## Requirement 1
In the forum post about 2002 films, whom does Noah Taylor play in Max?
## Requirement 2
Translate this sentence from the forum post about 2002 films into Spanish: "I thought Quaid was fine but not exceptional in the role."
## Requirement 3
Revise the forum post about 2002 films: write out everything from "The actors I" down to "the young monster.", with "indelible" replaced by "lasting".

Postby Mister Tee » Thu Jul 12, 2012 11:36 pm

Whatever else you can say about 2002, it had about the most jam-packed last seven weeks of any film year I can recall. Far from Heaven, Talk to Her, Chicago, The Two Towers, Adaptation, About Schmidt, The Pianist, Catch Me If You Can, Gangs of New York...all opened right on top of one another (leaving perfectly solid films like The Quiet American, Narc, The 25th Hour and Confessions of a Dangerous Mind to fight for the slightest bit of attention). Filmgoing certainly seemed exciting at least for that brief period.

Given my oft-expressed deep love for Far from Heaven, it may surprise some to hear me say the Dennis Quaid omission wasn't a body blow to me (except insofar as it represented weakness for the film as a whole). I thought Quaid was fine but not exceptional in the role. Given the way the season had gone, I certainly EXPECTED him to be nominated -- and would have seen it as recompense for his being passed over two decades earlier in The Right Stuff. But his missing out didn't kill me.

The actors I most missed were Alfred Molina (that he was left off while the far less impressive Salma Hayek prevailed seems an object lesson in how much more difficult it is for male actors to get nominations); Ray Liotta for his deeply felt change of pace in Narc; and, one no one seems to mention: Noah Taylor as the young Hitler in Max. Max as a movie was hit and miss, but Taylor really created an indelible, unsentimentalized portrait of the young monster.

## Provided data
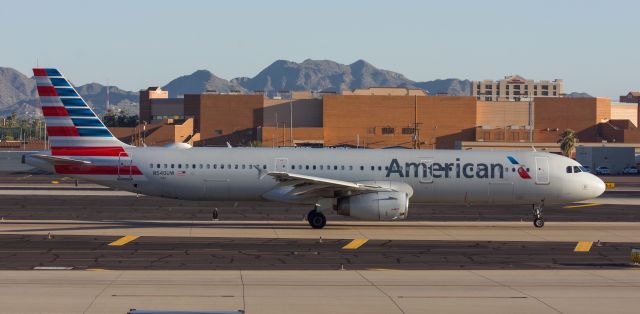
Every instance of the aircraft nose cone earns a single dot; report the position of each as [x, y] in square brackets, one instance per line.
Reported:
[598, 186]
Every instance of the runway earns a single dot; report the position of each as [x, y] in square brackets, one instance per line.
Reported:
[88, 249]
[23, 252]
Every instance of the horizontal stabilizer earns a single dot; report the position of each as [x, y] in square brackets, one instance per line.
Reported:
[55, 160]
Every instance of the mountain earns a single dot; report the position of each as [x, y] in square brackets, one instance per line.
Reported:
[199, 82]
[17, 91]
[18, 94]
[320, 75]
[317, 75]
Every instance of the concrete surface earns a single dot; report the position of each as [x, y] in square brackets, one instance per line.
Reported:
[443, 231]
[383, 291]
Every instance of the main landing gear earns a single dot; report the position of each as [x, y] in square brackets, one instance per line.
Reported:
[316, 219]
[538, 220]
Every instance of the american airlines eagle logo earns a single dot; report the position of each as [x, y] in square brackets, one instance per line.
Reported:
[522, 171]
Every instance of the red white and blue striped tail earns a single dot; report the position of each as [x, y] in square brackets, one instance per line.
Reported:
[72, 126]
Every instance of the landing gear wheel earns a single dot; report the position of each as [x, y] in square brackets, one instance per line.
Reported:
[538, 222]
[316, 219]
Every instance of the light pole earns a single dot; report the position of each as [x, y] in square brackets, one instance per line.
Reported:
[526, 93]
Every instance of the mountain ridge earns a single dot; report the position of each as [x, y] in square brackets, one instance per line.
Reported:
[17, 91]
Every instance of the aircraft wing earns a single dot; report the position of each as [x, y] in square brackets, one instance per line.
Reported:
[303, 185]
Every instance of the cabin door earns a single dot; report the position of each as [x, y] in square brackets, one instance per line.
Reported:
[542, 170]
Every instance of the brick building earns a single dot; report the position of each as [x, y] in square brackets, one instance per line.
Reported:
[389, 119]
[631, 97]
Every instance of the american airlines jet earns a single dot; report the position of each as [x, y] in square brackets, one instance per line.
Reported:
[368, 184]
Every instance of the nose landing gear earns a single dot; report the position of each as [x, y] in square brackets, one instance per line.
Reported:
[538, 220]
[316, 219]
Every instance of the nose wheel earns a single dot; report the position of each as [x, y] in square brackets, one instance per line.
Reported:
[316, 219]
[538, 220]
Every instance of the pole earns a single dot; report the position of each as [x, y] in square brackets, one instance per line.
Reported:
[284, 136]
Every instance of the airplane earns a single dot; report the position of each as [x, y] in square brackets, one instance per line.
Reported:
[367, 184]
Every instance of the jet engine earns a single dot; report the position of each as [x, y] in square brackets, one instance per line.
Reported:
[375, 206]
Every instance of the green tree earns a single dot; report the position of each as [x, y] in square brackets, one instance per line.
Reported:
[568, 141]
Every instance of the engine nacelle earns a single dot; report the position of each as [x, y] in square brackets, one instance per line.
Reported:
[375, 206]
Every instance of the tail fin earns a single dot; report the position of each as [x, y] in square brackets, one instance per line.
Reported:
[73, 128]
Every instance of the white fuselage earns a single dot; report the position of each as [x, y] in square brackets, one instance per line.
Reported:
[451, 176]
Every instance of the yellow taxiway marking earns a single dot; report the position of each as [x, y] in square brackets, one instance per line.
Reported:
[124, 240]
[581, 205]
[583, 246]
[355, 244]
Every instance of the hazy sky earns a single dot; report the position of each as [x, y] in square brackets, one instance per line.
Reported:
[592, 45]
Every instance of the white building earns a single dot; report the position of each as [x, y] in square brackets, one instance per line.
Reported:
[516, 88]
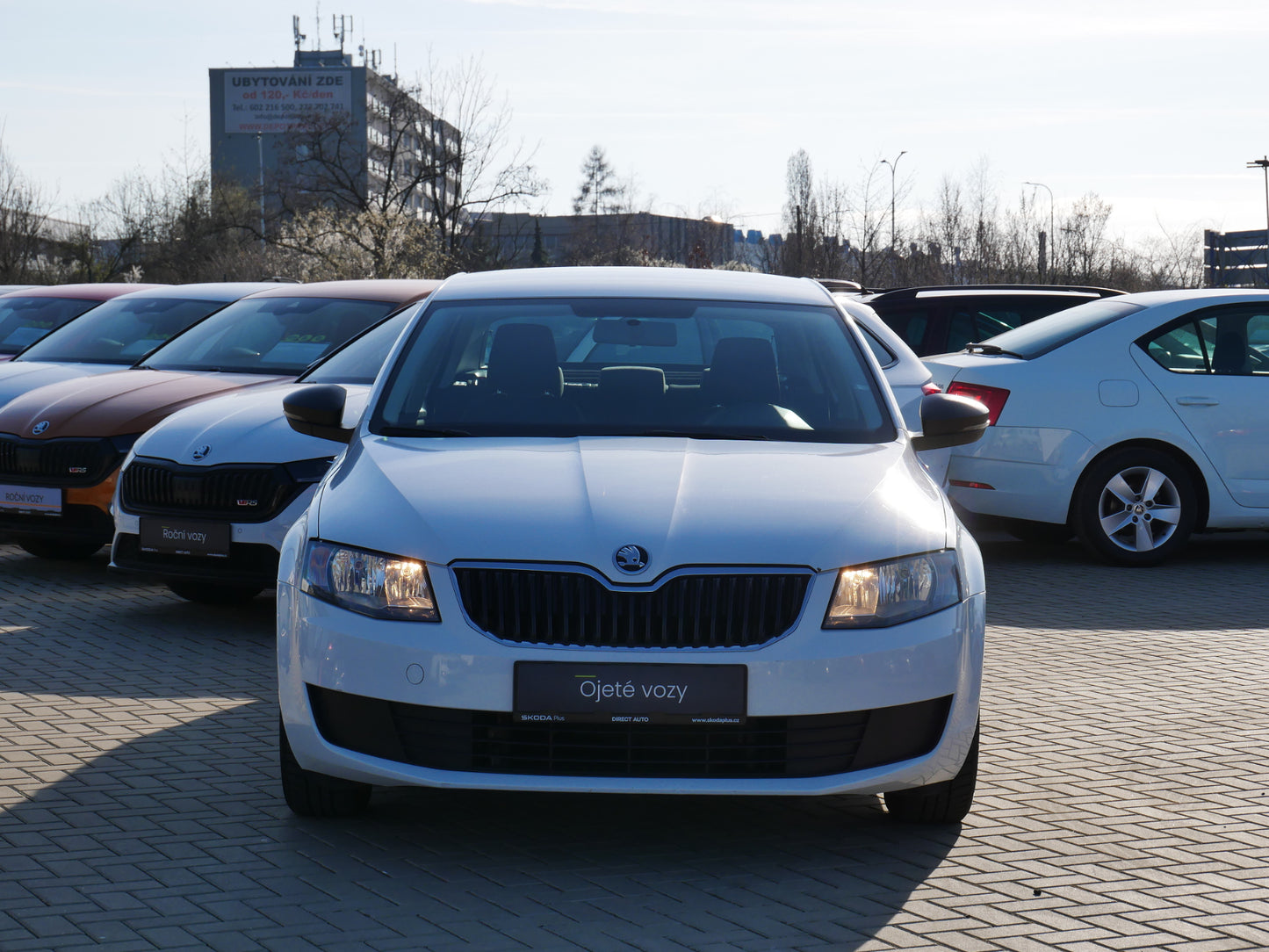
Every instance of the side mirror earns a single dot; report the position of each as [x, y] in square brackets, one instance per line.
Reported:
[317, 412]
[949, 421]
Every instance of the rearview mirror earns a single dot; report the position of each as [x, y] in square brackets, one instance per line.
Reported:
[317, 412]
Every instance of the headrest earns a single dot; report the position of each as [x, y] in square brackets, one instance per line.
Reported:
[743, 372]
[523, 361]
[632, 385]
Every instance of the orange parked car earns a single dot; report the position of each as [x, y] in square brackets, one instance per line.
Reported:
[61, 446]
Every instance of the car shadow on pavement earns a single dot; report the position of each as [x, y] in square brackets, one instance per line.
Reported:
[180, 838]
[1188, 593]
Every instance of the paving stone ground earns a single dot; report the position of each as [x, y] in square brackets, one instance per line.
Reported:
[1123, 801]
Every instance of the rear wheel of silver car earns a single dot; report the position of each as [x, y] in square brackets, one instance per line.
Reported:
[57, 549]
[210, 593]
[947, 801]
[311, 794]
[1040, 533]
[1136, 507]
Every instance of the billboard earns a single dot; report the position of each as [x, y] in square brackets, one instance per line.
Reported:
[281, 100]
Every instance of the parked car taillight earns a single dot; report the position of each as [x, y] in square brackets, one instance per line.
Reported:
[992, 398]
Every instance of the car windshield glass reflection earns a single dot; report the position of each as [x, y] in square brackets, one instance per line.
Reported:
[278, 335]
[633, 367]
[362, 359]
[25, 320]
[120, 331]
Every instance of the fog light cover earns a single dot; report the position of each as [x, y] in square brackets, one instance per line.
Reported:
[880, 595]
[370, 583]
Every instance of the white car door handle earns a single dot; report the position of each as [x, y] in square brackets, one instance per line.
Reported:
[1198, 401]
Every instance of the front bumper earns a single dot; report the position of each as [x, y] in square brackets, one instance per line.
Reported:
[85, 515]
[348, 683]
[253, 559]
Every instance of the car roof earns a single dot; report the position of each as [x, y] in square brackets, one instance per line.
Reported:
[395, 290]
[633, 282]
[85, 292]
[1072, 291]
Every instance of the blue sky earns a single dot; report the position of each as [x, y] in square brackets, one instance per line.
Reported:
[1157, 107]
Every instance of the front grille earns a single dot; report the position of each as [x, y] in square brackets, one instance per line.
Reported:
[242, 493]
[57, 462]
[491, 741]
[687, 610]
[248, 564]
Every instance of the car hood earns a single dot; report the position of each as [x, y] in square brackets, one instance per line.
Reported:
[947, 367]
[18, 377]
[247, 427]
[686, 501]
[114, 404]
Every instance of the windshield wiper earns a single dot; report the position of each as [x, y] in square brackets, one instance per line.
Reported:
[990, 350]
[422, 432]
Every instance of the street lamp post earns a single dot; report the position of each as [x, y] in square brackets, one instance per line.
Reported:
[1264, 164]
[894, 165]
[1042, 262]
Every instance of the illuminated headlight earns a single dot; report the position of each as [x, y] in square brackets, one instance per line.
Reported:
[898, 590]
[370, 583]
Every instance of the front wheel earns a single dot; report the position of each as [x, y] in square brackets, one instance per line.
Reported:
[938, 803]
[311, 794]
[60, 550]
[1136, 507]
[213, 593]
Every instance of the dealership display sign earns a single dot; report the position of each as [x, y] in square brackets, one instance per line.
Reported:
[281, 100]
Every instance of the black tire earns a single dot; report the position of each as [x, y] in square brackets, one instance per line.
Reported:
[938, 803]
[61, 550]
[1120, 503]
[1040, 533]
[213, 593]
[315, 794]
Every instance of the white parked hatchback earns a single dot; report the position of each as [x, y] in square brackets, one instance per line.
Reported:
[1129, 422]
[615, 530]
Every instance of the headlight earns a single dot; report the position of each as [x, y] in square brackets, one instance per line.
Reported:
[896, 590]
[370, 583]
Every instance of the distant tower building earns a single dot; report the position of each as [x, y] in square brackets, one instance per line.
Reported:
[327, 133]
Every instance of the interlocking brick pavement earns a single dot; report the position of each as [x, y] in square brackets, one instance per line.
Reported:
[1123, 800]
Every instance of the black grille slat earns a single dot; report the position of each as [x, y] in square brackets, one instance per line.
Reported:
[491, 741]
[527, 606]
[57, 462]
[253, 493]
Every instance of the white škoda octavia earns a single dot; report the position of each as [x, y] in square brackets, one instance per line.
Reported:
[631, 530]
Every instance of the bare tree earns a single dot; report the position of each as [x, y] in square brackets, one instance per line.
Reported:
[487, 170]
[23, 220]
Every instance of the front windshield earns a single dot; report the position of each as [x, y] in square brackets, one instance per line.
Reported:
[633, 367]
[363, 358]
[278, 335]
[120, 331]
[25, 320]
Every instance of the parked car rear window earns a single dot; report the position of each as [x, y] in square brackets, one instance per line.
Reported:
[633, 367]
[1049, 333]
[122, 330]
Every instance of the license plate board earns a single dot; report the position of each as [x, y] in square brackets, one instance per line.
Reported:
[185, 537]
[567, 692]
[31, 499]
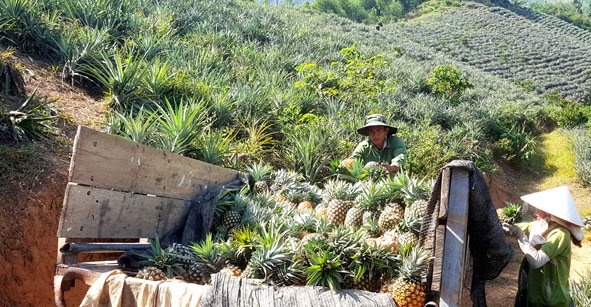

## Written reply 1
The young Hitler.

## Written reply 2
Pensé que Quaid estaba bien, pero no era excepcional en el papel.

## Written reply 3
The actors I most missed were Alfred Molina (that he was left off while the far less impressive Salma Hayek prevailed seems an object lesson in how much more difficult it is for male actors to get nominations); Ray Liotta for his deeply felt change of pace in Narc; and, one no one seems to mention: Noah Taylor as the young Hitler in Max. Max as a movie was hit and miss, but Taylor really created an lasting, unsentimentalized portrait of the young monster.